** Opening Given text block **
WASHINGTON – The U.S. Department of Commerce today announced its affirmative preliminary determination in the countervailing duty investigation on raw flexible magnets from the People's Republic of China. Commerce preliminarily determined that Chinese producers/exporters received net countervailable subsidies of 70.41 percent.

“Subsidization of industries gives Chinese exporters an unjust advantage and forces American manufacturers to compete against a stacked deck,” said Assistant Secretary for Import Administration David Spooner. “In order to achieve a strong and fair trading relationship with our partners, the Bush Administration will remain committed to aggressively enforcing U.S. trade laws.”

Raw flexible magnets are generally relatively thin, polymer bonded magnetic materials characterized by their flexibility and ease of machinability, which make them ideal for use as “refrigerator magnets.” Raw flexible magnets are also used in a broad range of domestic, commercial, and industrial applications. The petitioner for these investigations is Magnum Magnetics Corporation ( Marietta, Ohio).

The Department of Commerce is charged with the enforcement of U.S. trade remedy laws including enforcing our domestic anti-subsidy law, the CVD law. Anti-dumping trade rules and countervailing duty trade rules are both tools that are sanctioned by the WTO to deal with unfair pricing and subsidization of imports. Government subsides distort the free flow of goods and adversely affect American business in the global marketplace. Foreign governments subsidize industries when they provide financial assistance to benefit the production, manufacture or exportation of goods. Subsidies can take many forms, such as direct cash payments, credits against taxes, and loans at terms that do not reflect market considerations. The statute and regulations establish standards for determining when an unfair subsidy has been conferred. The amount of subsidies the foreign producer receives from the government is the basis for the subsidy rate by which the subsidy is offset or "countervailed."

The Department of Commerce has the legal authority to apply the CVD law to non-market economies. In 1984, the Department of Commerce adopted a policy of not applying the U.S. countervailing duty law to non-market economy countries. Commerce reasoned that subsidies had no measurable economic impact in the 1980’s Soviet-style economies that were then under consideration. This policy was upheld by the Court of Appeals for the Federal Circuit in the 1986 Georgetown Steel case. Since then, the antidumping law has been a commonly used instrument to address unfair trade practices.
** Closing Given text block **
### Requirement A
Summarize the press release in two sentences.
### Requirement B
According to the press release, why did the Department of Commerce decide in 1984 not to apply the U.S. countervailing duty law to non-market economy countries?
** Opening Provided data block **
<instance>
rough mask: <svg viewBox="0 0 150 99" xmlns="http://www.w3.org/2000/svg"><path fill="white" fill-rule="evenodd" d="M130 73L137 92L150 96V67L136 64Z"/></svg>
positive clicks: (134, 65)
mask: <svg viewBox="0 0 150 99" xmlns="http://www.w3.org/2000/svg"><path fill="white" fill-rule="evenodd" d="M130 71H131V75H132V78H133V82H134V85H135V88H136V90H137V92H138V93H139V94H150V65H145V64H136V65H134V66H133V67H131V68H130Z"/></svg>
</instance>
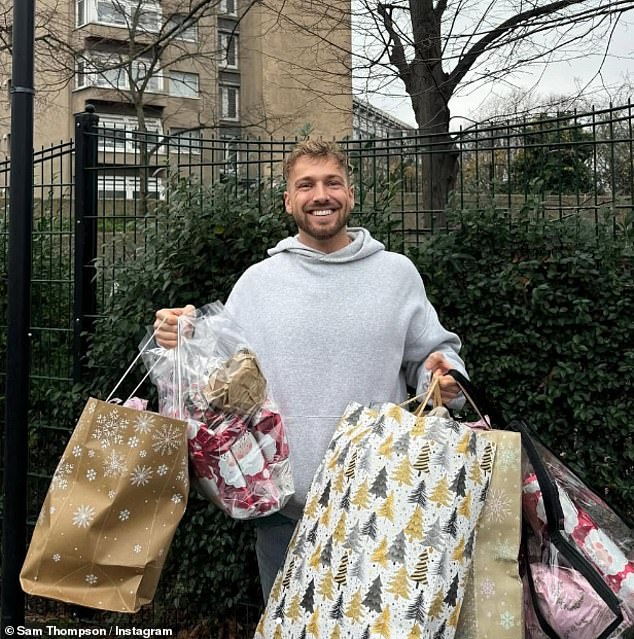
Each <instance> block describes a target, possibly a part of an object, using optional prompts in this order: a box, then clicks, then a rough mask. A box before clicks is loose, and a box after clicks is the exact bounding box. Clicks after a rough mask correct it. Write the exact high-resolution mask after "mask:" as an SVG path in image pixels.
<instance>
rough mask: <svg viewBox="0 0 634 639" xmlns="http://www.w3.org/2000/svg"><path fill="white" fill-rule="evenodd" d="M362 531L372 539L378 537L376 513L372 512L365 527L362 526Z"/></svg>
mask: <svg viewBox="0 0 634 639" xmlns="http://www.w3.org/2000/svg"><path fill="white" fill-rule="evenodd" d="M361 533H362V534H363V535H367V536H368V537H370V538H371V539H376V513H375V512H372V513H370V517H368V521H366V522H365V524H364V525H363V528H361Z"/></svg>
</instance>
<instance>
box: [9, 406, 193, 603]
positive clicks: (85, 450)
mask: <svg viewBox="0 0 634 639" xmlns="http://www.w3.org/2000/svg"><path fill="white" fill-rule="evenodd" d="M129 404H130V406H120V405H117V404H113V403H109V402H104V401H101V400H98V399H94V398H91V399H89V400H88V402H87V403H86V406H85V408H84V410H83V412H82V414H81V416H80V418H79V420H78V422H77V425H76V427H75V430H74V431H73V433H72V435H71V437H70V440H69V442H68V444H67V446H66V450H65V451H64V454H63V456H62V458H61V460H60V462H59V464H58V465H57V469H56V470H55V473H54V475H53V479H52V481H51V485H50V487H49V489H48V492H47V494H46V498H45V500H44V505H43V506H42V510H41V512H40V516H39V518H38V520H37V524H36V526H35V529H34V531H33V537H32V539H31V543H30V545H29V548H28V552H27V555H26V559H25V562H24V565H23V567H22V571H21V574H20V582H21V584H22V588H23V589H24V591H25V592H27V593H29V594H33V595H38V596H41V597H49V598H52V599H57V600H60V601H65V602H68V603H73V604H78V605H81V606H87V607H92V608H99V609H102V610H112V611H120V612H136V611H137V610H139V608H140V607H141V606H142V605H143V604H147V603H149V602H150V601H151V600H152V598H153V596H154V593H155V591H156V587H157V584H158V580H159V576H160V574H161V569H162V566H163V563H164V561H165V558H166V556H167V552H168V549H169V547H170V543H171V540H172V537H173V535H174V533H175V531H176V528H177V526H178V523H179V521H180V520H181V518H182V516H183V514H184V512H185V505H186V504H187V498H188V494H189V479H188V469H187V464H188V461H187V443H186V436H185V431H186V427H187V425H186V424H185V422H183V421H179V420H175V419H171V418H168V417H164V416H162V415H159V414H157V413H152V412H150V411H146V410H143V407H144V403H143V402H138V401H133V402H129ZM134 406H136V408H135V407H134Z"/></svg>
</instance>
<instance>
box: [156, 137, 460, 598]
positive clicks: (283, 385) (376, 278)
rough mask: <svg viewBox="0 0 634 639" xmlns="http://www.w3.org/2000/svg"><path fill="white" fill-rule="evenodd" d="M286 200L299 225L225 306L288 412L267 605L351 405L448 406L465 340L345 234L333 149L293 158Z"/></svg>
mask: <svg viewBox="0 0 634 639" xmlns="http://www.w3.org/2000/svg"><path fill="white" fill-rule="evenodd" d="M284 176H285V178H286V184H287V190H286V192H285V193H284V204H285V207H286V211H287V213H288V214H290V215H292V216H293V218H294V219H295V222H296V224H297V227H298V234H297V235H296V236H295V237H288V238H286V239H284V240H282V241H281V242H279V243H278V244H277V246H275V247H274V248H272V249H270V250H269V252H268V253H269V257H268V258H267V259H264V260H262V261H261V262H259V263H257V264H255V265H253V266H251V267H250V268H248V269H247V270H246V271H245V272H244V274H243V275H242V277H240V279H239V280H238V281H237V282H236V284H235V286H234V288H233V290H232V291H231V294H230V296H229V298H228V300H227V303H226V307H227V309H228V310H229V312H230V313H231V314H232V315H233V317H234V318H235V319H236V320H237V322H238V323H239V324H240V326H241V327H242V329H243V331H244V333H245V335H246V337H247V338H248V341H249V343H250V346H251V347H252V348H253V349H254V351H255V353H256V354H257V357H258V360H259V362H260V364H261V366H262V369H263V372H264V374H265V376H266V379H267V382H268V385H269V391H270V395H271V396H272V397H273V399H274V400H275V402H276V403H277V405H278V406H279V408H280V413H281V415H282V417H283V421H284V426H285V429H286V434H287V438H288V442H289V447H290V454H291V463H292V469H293V481H294V484H295V494H294V495H293V497H291V500H290V501H289V503H288V504H287V506H286V507H285V508H284V510H283V511H282V513H281V514H275V515H271V516H270V517H266V518H263V519H259V520H256V523H257V540H256V553H257V558H258V567H259V570H260V579H261V582H262V590H263V593H264V598H265V599H267V598H268V593H269V591H270V589H271V587H272V585H273V581H274V579H275V576H276V574H277V571H278V569H279V568H280V566H282V565H283V563H284V556H285V553H286V548H287V545H288V543H289V541H290V538H291V536H292V534H293V530H294V528H295V525H296V522H297V520H298V519H299V518H300V517H301V514H302V509H303V507H304V504H305V500H306V493H307V492H308V489H309V487H310V484H311V481H312V479H313V476H314V474H315V471H316V469H317V467H318V465H319V463H320V461H321V459H322V457H323V455H324V453H325V451H326V448H327V447H328V444H329V442H330V438H331V435H332V433H333V431H334V429H335V426H336V424H337V420H338V418H339V417H340V416H341V414H342V413H343V411H344V409H345V407H346V405H347V404H348V403H349V402H351V401H356V402H359V403H361V404H368V403H370V402H375V401H380V402H383V401H390V402H395V403H400V402H402V401H404V400H405V399H406V397H407V387H408V386H410V387H413V388H416V389H417V392H421V391H422V390H423V389H424V387H425V386H426V384H427V382H428V380H429V375H430V374H434V375H438V376H441V380H440V385H441V389H442V396H443V400H444V402H445V403H448V404H451V403H453V402H455V401H459V400H457V398H458V394H459V389H458V387H457V386H456V384H455V382H454V380H453V378H452V377H450V376H446V375H445V373H446V372H447V371H448V370H449V369H451V368H456V369H458V370H460V371H461V372H464V365H463V363H462V360H461V359H460V357H459V355H458V352H459V350H460V340H459V339H458V337H457V336H456V335H455V334H454V333H451V332H449V331H447V330H446V329H445V328H443V326H442V325H441V323H440V321H439V320H438V316H437V314H436V311H435V310H434V308H433V306H432V305H431V303H430V302H429V300H428V299H427V296H426V294H425V287H424V285H423V282H422V280H421V277H420V275H419V273H418V271H417V270H416V267H415V266H414V264H413V263H412V262H411V261H410V260H409V259H408V258H406V257H405V256H403V255H400V254H397V253H392V252H390V251H386V250H385V247H384V246H383V244H381V243H380V242H378V241H377V240H375V239H374V238H372V236H371V235H370V233H369V232H368V231H367V230H366V229H363V228H353V227H348V218H349V216H350V211H351V210H352V208H353V206H354V191H353V187H352V186H351V184H350V179H349V174H348V165H347V160H346V157H345V155H344V154H343V153H342V152H341V150H340V149H339V147H338V146H337V145H336V144H334V143H332V142H325V141H322V140H310V141H306V142H301V143H299V144H298V145H297V147H296V148H295V149H294V150H293V152H292V153H291V154H290V155H289V156H288V158H287V160H286V163H285V171H284ZM191 311H193V306H187V307H184V308H178V309H161V310H160V311H158V312H157V314H156V317H157V319H156V322H155V328H156V329H157V341H158V342H159V344H161V345H163V346H165V347H173V346H175V345H176V327H177V321H178V316H179V315H182V314H183V313H188V312H191Z"/></svg>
** Closing Provided data block **
### Task result A
The U.S. Department of Commerce announced an affirmative preliminary determination in its countervailing duty investigation on raw flexible magnets from China, finding net countervailable subsidies of 70.41 percent. The release explains that Commerce enforces the anti-subsidy CVD law, under which the amount of government subsidy a foreign producer receives sets the rate used to offset it.

### Task result B
Commerce reasoned that subsidies had no measurable economic impact in the Soviet-style economies it was then considering in the 1980s. On that basis, it adopted a policy of not applying the countervailing duty law to non-market economy countries.